Page excerpt:
# # #
The shape parameter k of the Weibull distribution reflects wind variability, with higher k values indicating more uniform wind speeds—such as those observed at Sites 1 and 5. This stability corresponds to their coastal or near-coastal exposure, where steady monsoon flows and sea-breeze circulation prevail. In contrast, lower k values at inland locations indicate sporadic gusts influenced by local terrain effects. Similarly, the scale parameter c, which is directly associated with the mean wind speed, further reinforces this spatial distinction: higher c values in coastal regions signify stronger and more energetic wind regimes.

From an engineering viewpoint, these findings indicate that Site 1 is best suited for dedicated wind energy generation or hybrid PV–wind configurations, while Site 3, despite lower WPD, offers stable operation that complements solar-rich conditions. The overall pattern illustrates a natural seasonal and spatial complementarity between high solar stability at inland locations and strong wind resources at coastal sites, strengthening the technical feasibility of hybrid system deployment.

When integrating solar and wind analyses, it becomes evident that resource complementarities exist both spatially and temporally. Coastal sites (Sites 1 and 5) show stronger winds during monsoon and nighttime periods, whereas inland sites (Sites 2 and 3) exhibit consistent daytime irradiance. This inverse correlation between solar and wind availability enhances hybrid reliability, reducing storage requirements and improving load-matching capability. Therefore, the combined use of Beta–Weibull probabilistic modeling not only provides accurate resource characterization, but also offers valuable insights for hybrid system configuration and planning across diverse Indian regions.

7.3. Model Validation and Goodness-of-Fit Assessment

To estimate the accuracy of the probabilistic models, the tailored Beta and Weibull distributions were compared with the observed frequency distributions of solar irradiance and wind speed, respectively. Illustrative annual statistical tests for solar (K-S statistics) and wind (WPD and $V_{me}$) verified the strong alignment between the observed and modeled probability density functions. Quantitatively, the low RMSE (<0.05), near-zero MBE, and non-significant K–S test results (p-value > 0.05) confirm that the estimated parameters (α, β) for Beta distribution and (k, c) for Weibull distributions satisfactorily reflect the underlying data. This authentication certifies the trustworthiness of the probabilistic framework for consequent site analysis and energy potential assessment.

7.4. Regional Comparison and Climatic Interpretation

The comparative analysis among the five sites highlights clear regional disparities. Coastal sites such as Kutch and Jaisalmer experience higher wind power density due to their exposure to strong periodic winds and lower terrain roughness. In contrast, inland and elevated sites like Rewa and Davanagere show smoother irradiance patterns and lower variability, attributable to more stable atmospheric conditions. The observed regional differences thus arise from a combination of geographic latitude, proximity to the coast, and monsoonal wind influence. Integrating these characteristics indicates that Site 3 offers superior solar stability, while Sites 1 and 5 exhibit stronger wind regimes—suggesting excellent complementarity for hybrid PV–wind system design.
# # #
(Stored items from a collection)
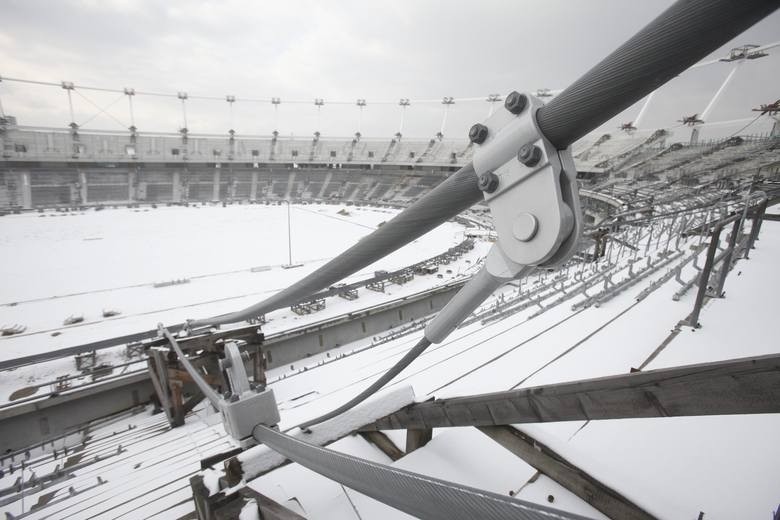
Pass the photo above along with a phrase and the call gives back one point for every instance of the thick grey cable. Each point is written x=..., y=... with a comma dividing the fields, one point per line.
x=204, y=387
x=455, y=194
x=418, y=495
x=679, y=37
x=396, y=369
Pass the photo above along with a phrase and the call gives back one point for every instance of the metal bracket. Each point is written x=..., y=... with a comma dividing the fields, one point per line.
x=531, y=189
x=247, y=404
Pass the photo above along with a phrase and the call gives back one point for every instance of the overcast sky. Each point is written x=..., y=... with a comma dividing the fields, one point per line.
x=338, y=51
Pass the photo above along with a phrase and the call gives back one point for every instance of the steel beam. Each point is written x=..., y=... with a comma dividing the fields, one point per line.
x=574, y=479
x=741, y=386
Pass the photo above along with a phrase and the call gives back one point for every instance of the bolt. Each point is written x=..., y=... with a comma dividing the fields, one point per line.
x=488, y=182
x=478, y=133
x=529, y=154
x=515, y=102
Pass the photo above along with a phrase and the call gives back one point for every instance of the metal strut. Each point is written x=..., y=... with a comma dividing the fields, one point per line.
x=415, y=494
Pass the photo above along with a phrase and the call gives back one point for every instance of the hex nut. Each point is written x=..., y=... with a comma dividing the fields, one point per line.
x=529, y=154
x=478, y=133
x=488, y=182
x=516, y=102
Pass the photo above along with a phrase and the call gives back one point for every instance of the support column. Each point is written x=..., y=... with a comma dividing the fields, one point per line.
x=132, y=183
x=25, y=184
x=574, y=479
x=253, y=187
x=83, y=190
x=215, y=192
x=176, y=186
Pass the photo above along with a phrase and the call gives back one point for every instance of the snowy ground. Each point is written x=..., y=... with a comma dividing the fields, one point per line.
x=674, y=468
x=38, y=292
x=58, y=265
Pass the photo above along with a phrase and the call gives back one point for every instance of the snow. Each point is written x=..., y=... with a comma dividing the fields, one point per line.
x=141, y=247
x=260, y=458
x=672, y=467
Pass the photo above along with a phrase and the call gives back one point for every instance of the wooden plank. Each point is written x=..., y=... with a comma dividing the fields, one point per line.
x=385, y=445
x=574, y=479
x=741, y=386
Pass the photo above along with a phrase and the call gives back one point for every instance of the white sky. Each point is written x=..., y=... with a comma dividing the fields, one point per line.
x=338, y=51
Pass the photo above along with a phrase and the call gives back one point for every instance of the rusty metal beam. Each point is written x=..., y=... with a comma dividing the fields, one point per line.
x=741, y=386
x=574, y=479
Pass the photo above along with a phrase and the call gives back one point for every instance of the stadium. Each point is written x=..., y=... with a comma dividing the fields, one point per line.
x=545, y=314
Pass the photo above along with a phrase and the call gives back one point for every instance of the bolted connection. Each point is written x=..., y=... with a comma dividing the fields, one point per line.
x=529, y=154
x=515, y=102
x=488, y=182
x=478, y=133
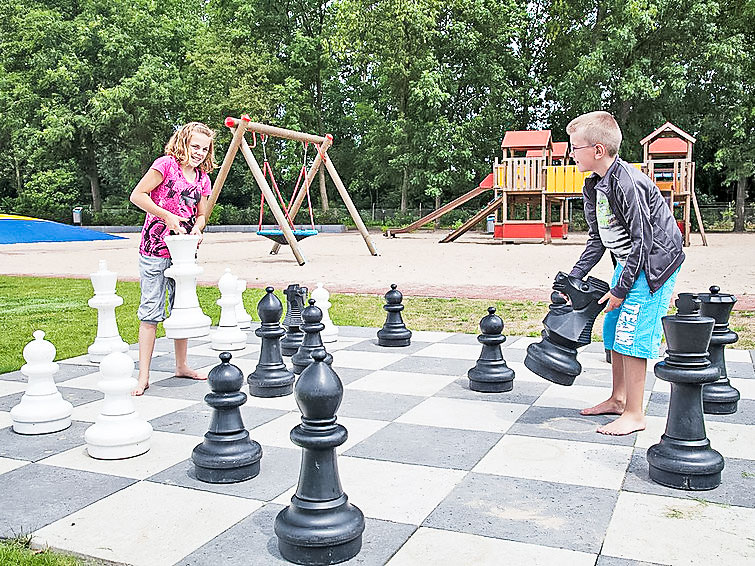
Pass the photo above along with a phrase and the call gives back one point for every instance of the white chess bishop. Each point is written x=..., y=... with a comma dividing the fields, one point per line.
x=42, y=408
x=118, y=431
x=322, y=301
x=186, y=318
x=105, y=300
x=228, y=337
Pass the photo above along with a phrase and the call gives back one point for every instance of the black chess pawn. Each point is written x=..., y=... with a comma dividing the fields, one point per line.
x=271, y=377
x=491, y=374
x=295, y=297
x=320, y=526
x=394, y=332
x=227, y=454
x=683, y=459
x=312, y=326
x=567, y=326
x=719, y=398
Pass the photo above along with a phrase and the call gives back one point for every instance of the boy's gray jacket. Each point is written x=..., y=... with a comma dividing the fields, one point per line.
x=641, y=209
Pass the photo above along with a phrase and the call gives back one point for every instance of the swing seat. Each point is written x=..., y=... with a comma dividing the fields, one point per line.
x=277, y=235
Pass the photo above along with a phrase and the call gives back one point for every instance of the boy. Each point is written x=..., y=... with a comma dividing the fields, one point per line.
x=627, y=215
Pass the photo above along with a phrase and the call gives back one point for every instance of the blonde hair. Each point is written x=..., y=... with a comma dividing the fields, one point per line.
x=178, y=145
x=597, y=128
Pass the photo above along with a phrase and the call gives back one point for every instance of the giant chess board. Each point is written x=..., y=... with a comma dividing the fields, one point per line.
x=443, y=475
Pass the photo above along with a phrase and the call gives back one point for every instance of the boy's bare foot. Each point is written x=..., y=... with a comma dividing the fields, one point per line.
x=188, y=373
x=141, y=387
x=625, y=424
x=608, y=407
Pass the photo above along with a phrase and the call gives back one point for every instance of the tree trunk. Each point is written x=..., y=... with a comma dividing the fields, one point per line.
x=404, y=189
x=739, y=205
# # #
Task brief:
Please state what higher values of the Weibull shape parameter k indicate, according to the wind and solar resource excerpt.

Written response:
More uniform wind speeds.